**Document extract:**

Gordon Hahn: Questions of Regime Stability in Wartime Russia

Courtyard of Museum with Russian Revolution exhibit, Moscow; photo by Natylie Baldwin, May 2017

By Gordon Hahn, Russian and Eurasian Politics Blog, 5/30/22

The Russo-Ukrainian is bound to place political pressure on the Russian regime’s internal solidarity as well as state-societal solidarity but only over the long-term and only in conditions of failure in the war. Russian political culture highly values the country’s national political solidarity, and any decay in solidarity is likely to be a long-term prospect even in war time, given the extent to which Russian President Vladimir Putin has succeeded in restoring Russia’s traditional cultural and authoritarian-induced solidarity after the divisions incurred during the Soviet collapse and extending throughout the 1990s. There are three potential fissures along which Russian solidarity or unity can be undermined: (1) between hardliners and the Putinist balance between hardline siloviki and regime liberal economic and financial officials; (2) the defection of regime liberals from the regime; and (3) the rise of a societal opposition that rejects the war in Ukraine or its outcome and extends its dissent to the nature of the political.

**Set task:** According to the blog post on regime stability in wartime Russia, under what conditions will the war put pressure on the regime's solidarity?

**Supplied data:**

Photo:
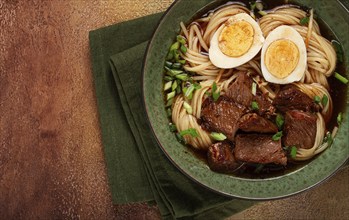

**Expected answer:** Only over the long term and only if Russia fails in the war.